## [Document segment]
>> Begin

The Chit Chat Chit Chat Thread

Songbird76

Well-Known Member
There was a girl in my grade that was really picked on all through high school. Her home life was terrible, she wasn't abused but came from a very poor family and was often smelly and unwashed. I was shy and didn't have a ton of friends and I felt bad about how people treated her so I became her friend and she was a lot fun to play with. Then I started to get teased and being shy anyway and an elementary kid I didn't have the guts to stand up to anyone. So I stopped playing with her. I never teased her to her face but I know I probably laughed with the group as others did. And I still feel such horrible guilt today about how she was treated and how I acted.

I know I lost out on a great friend too. After high school we both ended up working at Burger King together. By then she had moved into her own apartment and was clean and non-smelly. We became friends again and hung out, but I still felt guilty. Unfortunately when I went to college we lost touch, we both got busy in our own lives. I have looked for her on Facebook but I know she got married and no one I went to high school with knows what happened to her. Anyway, long story short it bothers me greatly when kids at school get teased for different things and I think back on my own experience and try to direct kids to doing the right thing so they won't live with the regret when they finally get a little wisdom later in life.

>> End

## [Written instruction 1]
Copy out the forum post about the girl who was picked on in school, word for word.

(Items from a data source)
>> Begin

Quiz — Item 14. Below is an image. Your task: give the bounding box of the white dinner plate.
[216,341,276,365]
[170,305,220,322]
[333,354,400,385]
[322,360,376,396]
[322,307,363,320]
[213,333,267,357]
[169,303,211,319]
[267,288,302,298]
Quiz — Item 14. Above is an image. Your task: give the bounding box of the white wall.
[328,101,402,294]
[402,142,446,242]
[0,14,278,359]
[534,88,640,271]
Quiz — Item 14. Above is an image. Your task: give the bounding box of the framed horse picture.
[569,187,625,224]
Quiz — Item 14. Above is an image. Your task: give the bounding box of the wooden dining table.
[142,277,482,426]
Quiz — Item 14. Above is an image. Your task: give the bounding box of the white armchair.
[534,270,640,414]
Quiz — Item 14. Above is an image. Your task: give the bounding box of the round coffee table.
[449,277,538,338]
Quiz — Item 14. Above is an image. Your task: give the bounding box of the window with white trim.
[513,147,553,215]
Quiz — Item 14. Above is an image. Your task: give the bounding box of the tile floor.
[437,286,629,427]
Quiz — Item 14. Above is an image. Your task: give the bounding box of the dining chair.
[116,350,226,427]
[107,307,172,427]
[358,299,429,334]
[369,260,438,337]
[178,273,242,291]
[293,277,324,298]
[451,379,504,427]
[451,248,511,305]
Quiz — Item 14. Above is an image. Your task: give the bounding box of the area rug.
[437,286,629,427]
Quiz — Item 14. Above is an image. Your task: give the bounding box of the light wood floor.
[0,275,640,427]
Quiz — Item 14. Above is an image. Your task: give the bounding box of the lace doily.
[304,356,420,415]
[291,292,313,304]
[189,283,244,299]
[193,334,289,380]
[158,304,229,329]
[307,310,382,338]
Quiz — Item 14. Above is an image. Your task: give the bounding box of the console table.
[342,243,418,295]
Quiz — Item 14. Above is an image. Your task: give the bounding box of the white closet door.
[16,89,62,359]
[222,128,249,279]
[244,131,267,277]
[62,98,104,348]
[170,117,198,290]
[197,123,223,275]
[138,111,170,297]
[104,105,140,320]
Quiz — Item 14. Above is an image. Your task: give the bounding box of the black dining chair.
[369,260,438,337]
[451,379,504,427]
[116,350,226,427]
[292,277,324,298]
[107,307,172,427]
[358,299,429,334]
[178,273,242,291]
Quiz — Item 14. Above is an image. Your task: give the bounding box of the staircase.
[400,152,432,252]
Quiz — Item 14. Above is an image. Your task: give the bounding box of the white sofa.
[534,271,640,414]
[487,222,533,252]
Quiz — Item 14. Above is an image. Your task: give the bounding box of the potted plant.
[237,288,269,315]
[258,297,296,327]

>> End

## [Written instruction 2]
Recast the rows as a JSON list of strings, starting with the line containing "the dining chair." and going on through the last row. Give one string per line and leave out blank lines.

## [Correct output 1]
The Chit Chat Chit Chat Thread

Songbird76

Well-Known Member
There was a girl in my grade that was really picked on all through high school. Her home life was terrible, she wasn't abused but came from a very poor family and was often smelly and unwashed. I was shy and didn't have a ton of friends and I felt bad about how people treated her so I became her friend and she was a lot fun to play with. Then I started to get teased and being shy anyway and an elementary kid I didn't have the guts to stand up to anyone. So I stopped playing with her. I never teased her to her face but I know I probably laughed with the group as others did. And I still feel such horrible guilt today about how she was treated and how I acted.

I know I lost out on a great friend too. After high school we both ended up working at Burger King together. By then she had moved into her own apartment and was clean and non-smelly. We became friends again and hung out, but I still felt guilty. Unfortunately when I went to college we lost touch, we both got busy in our own lives. I have looked for her on Facebook but I know she got married and no one I went to high school with knows what happened to her. Anyway, long story short it bothers me greatly when kids at school get teased for different things and I think back on my own experience and try to direct kids to doing the right thing so they won't live with the regret when they finally get a little wisdom later in life.

## [Correct output 2]
[
  "Quiz — Item 14. Above is an image. Your task: give the bounding box of the dining chair.",
  "[116,350,226,427]",
  "[107,307,172,427]",
  "[358,299,429,334]",
  "[369,260,438,337]",
  "[178,273,242,291]",
  "[293,277,324,298]",
  "[451,379,504,427]",
  "[451,248,511,305]",
  "Quiz — Item 14. Above is an image. Your task: give the bounding box of the area rug.",
  "[437,286,629,427]",
  "Quiz — Item 14. Above is an image. Your task: give the bounding box of the light wood floor.",
  "[0,275,640,427]",
  "Quiz — Item 14. Above is an image. Your task: give the bounding box of the lace doily.",
  "[304,356,420,415]",
  "[291,292,313,304]",
  "[189,283,244,299]",
  "[193,334,289,380]",
  "[158,304,229,329]",
  "[307,310,382,338]",
  "Quiz — Item 14. Above is an image. Your task: give the bounding box of the console table.",
  "[342,243,418,295]",
  "Quiz — Item 14. Above is an image. Your task: give the bounding box of the white closet door.",
  "[16,89,62,359]",
  "[222,128,249,279]",
  "[244,131,267,277]",
  "[62,98,104,348]",
  "[170,117,198,290]",
  "[197,123,223,275]",
  "[138,111,170,297]",
  "[104,105,140,320]",
  "Quiz — Item 14. Above is an image. Your task: give the bounding box of the black dining chair.",
  "[369,260,438,337]",
  "[451,379,504,427]",
  "[116,350,226,427]",
  "[292,277,324,298]",
  "[107,307,172,427]",
  "[358,299,429,334]",
  "[178,273,242,291]",
  "Quiz — Item 14. Above is an image. Your task: give the bounding box of the staircase.",
  "[400,152,432,252]",
  "Quiz — Item 14. Above is an image. Your task: give the bounding box of the white sofa.",
  "[534,271,640,414]",
  "[487,222,533,252]",
  "Quiz — Item 14. Above is an image. Your task: give the bounding box of the potted plant.",
  "[237,288,269,315]",
  "[258,297,296,327]"
]